» **Given task**: Copy all of the records below verbatim.

----- Data shown -----

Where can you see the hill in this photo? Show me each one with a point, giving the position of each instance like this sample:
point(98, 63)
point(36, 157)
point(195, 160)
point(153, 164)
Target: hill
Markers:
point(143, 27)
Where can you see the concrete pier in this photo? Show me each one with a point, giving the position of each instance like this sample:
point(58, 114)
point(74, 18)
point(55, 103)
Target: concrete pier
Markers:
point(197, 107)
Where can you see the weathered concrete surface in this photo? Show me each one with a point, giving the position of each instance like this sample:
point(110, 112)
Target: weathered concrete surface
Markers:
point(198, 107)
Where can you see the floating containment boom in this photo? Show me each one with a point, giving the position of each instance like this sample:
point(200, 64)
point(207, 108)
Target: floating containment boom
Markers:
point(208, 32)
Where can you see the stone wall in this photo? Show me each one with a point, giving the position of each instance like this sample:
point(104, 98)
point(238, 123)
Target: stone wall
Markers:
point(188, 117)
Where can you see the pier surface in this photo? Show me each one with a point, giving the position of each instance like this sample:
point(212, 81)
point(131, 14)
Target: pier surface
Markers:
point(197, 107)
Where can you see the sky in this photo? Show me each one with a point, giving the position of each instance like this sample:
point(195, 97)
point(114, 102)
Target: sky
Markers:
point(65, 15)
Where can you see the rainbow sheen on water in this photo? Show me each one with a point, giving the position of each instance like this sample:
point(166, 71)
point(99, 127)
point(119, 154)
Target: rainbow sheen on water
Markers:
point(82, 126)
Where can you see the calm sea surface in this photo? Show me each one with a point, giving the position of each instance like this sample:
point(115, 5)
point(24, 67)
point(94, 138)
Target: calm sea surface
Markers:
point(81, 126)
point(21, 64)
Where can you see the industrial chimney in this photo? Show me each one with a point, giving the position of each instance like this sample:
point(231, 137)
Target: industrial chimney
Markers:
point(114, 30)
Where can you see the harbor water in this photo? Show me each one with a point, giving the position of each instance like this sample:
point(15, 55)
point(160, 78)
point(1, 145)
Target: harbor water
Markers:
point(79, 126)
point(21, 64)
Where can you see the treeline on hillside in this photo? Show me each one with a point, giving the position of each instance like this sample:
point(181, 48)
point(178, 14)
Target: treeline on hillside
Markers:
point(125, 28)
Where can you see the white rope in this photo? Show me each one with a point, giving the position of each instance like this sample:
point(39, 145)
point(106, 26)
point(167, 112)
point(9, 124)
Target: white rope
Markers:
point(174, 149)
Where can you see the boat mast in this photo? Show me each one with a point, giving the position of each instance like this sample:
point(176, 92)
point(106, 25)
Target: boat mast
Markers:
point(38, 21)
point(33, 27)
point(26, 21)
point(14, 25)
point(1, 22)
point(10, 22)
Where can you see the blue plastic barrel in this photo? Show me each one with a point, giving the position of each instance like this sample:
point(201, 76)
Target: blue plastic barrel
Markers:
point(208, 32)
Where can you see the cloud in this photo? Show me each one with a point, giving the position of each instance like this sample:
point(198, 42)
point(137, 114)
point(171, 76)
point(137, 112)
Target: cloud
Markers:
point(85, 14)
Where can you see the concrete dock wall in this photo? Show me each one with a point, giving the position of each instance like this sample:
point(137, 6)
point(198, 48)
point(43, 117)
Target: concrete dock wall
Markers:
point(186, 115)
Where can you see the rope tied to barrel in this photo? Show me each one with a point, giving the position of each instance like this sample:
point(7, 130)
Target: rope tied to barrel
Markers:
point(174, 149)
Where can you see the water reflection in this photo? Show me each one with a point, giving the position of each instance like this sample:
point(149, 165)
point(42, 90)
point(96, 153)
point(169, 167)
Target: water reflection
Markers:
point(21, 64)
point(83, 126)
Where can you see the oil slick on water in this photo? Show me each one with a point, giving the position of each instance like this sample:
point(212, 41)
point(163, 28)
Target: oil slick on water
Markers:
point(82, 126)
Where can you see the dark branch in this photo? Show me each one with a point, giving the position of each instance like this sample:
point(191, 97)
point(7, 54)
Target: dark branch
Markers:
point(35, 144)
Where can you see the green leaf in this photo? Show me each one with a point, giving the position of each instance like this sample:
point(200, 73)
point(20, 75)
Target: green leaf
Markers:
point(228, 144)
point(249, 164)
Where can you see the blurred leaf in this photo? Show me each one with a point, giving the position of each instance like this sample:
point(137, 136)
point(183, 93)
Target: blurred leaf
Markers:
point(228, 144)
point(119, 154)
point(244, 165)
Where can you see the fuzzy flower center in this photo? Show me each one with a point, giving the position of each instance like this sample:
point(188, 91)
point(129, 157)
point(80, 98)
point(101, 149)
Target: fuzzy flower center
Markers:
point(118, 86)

-----

» **Solution for this problem**:
Where can you see the hill in this photo? Show me each one with a point, giving the position of each instance like this sample:
point(98, 63)
point(36, 157)
point(195, 160)
point(153, 164)
Target: hill
Markers:
point(143, 27)
Where can you see the concrete pier in this photo? Show me each one with a point, giving the position of each instance like this sample:
point(58, 114)
point(74, 18)
point(55, 103)
Target: concrete pier
Markers:
point(197, 107)
Where can you see the weathered concrete surface in this photo? Show me each one with a point, giving the position of each instance like this sample:
point(110, 112)
Target: weathered concrete surface
Markers:
point(198, 107)
Where can you see the floating containment boom in this photo? Show me each one with a point, giving the position of each instance like this sample:
point(200, 64)
point(207, 108)
Target: floating containment boom
Markers:
point(208, 32)
Where can you see the stone wall in this photo? Show me each one with a point, giving the position of each instance like this sample:
point(104, 98)
point(238, 123)
Target: stone wall
Markers:
point(188, 117)
Where can you see the pier surface in this photo? Show me each one with a point, giving the position of each instance like this sample:
point(212, 81)
point(131, 14)
Target: pier surface
Markers:
point(197, 107)
Where can you see the sky in this photo? Show me each one with a point, giving the position of each instance like this sample:
point(195, 97)
point(114, 102)
Target: sky
Markers:
point(65, 15)
Where can you see the rainbow sheen on water in this photo? Show me each one with a point, giving the position of each instance like this sample:
point(166, 71)
point(99, 127)
point(119, 154)
Target: rainbow sheen on water
Markers:
point(82, 126)
Where can you see the calm sea surface in this photo? Show me each one with a point, giving the position of each instance like this sample:
point(115, 5)
point(24, 67)
point(94, 138)
Target: calm sea surface
Markers:
point(81, 126)
point(21, 64)
Where can you see the industrial chimney in this photo? Show me each one with a point, giving the position of each instance like this sample:
point(231, 137)
Target: industrial chimney
Markers:
point(114, 30)
Where can you see the harbor water in this photo? Show me each one with a point, giving the position of each instance like this sample:
point(15, 55)
point(160, 78)
point(1, 145)
Target: harbor water
Markers:
point(79, 126)
point(21, 64)
Where can you see the treeline on hillside in this photo? Show me each one with a point, giving the position of each instance like this sample:
point(181, 48)
point(178, 14)
Target: treeline on hillside
Markers:
point(125, 28)
Where can you see the white rope in this photo? Show me each one with a point, giving the position of each instance like this sample:
point(39, 145)
point(106, 26)
point(167, 112)
point(9, 124)
Target: white rope
Markers:
point(174, 149)
Where can you see the boat mast in this photo? Show me each one with a point, giving the position of each instance like this sample:
point(176, 92)
point(106, 25)
Target: boat mast
Markers:
point(38, 21)
point(33, 27)
point(26, 21)
point(14, 25)
point(1, 22)
point(10, 22)
Where can you see the blue plastic barrel in this photo? Show me each one with a point, giving the position of each instance like this sample:
point(201, 76)
Target: blue plastic barrel
Markers:
point(208, 32)
Where can you see the cloud in this photo? Show me each one with a point, giving the position of each instance like this sample:
point(198, 42)
point(137, 114)
point(171, 76)
point(137, 112)
Target: cloud
Markers:
point(85, 14)
Where can you see the concrete dock wall in this photo? Show me each one with a point, giving the position of each instance like this sample:
point(137, 6)
point(198, 48)
point(43, 117)
Target: concrete dock wall
Markers:
point(186, 115)
Where can you see the rope tied to barrel in this photo? Show me each one with a point, giving the position of each instance like this sample:
point(7, 130)
Target: rope tied to barrel
Markers:
point(174, 149)
Where can you see the water reflection in this photo? Show me each one with a point, giving the position of each instance like this sample:
point(149, 165)
point(42, 90)
point(96, 153)
point(169, 167)
Target: water reflection
Markers:
point(21, 64)
point(83, 126)
Where can you see the oil slick on water in this photo? Show me each one with a point, giving the position of each instance like this sample:
point(212, 41)
point(163, 28)
Target: oil slick on water
Markers:
point(82, 126)
Where can you see the dark branch in this photo? Show me each one with a point, giving the position of each instance like this sample:
point(191, 97)
point(7, 54)
Target: dark branch
Markers:
point(35, 144)
Where can you see the green leaf in this photo? Show me each one with a point, giving the position of each instance like this sample:
point(200, 73)
point(20, 75)
Target: green leaf
Markers:
point(228, 144)
point(249, 164)
Where can you see the blurred leaf in this photo? Show me each one with a point, giving the position of each instance like this sample:
point(137, 136)
point(183, 93)
Target: blurred leaf
Markers:
point(228, 144)
point(119, 154)
point(244, 165)
Where can you see the fuzzy flower center in this photo? Show me each one with a point, giving the position of each instance like this sample:
point(188, 91)
point(129, 157)
point(80, 98)
point(101, 149)
Target: fuzzy flower center
Markers:
point(118, 86)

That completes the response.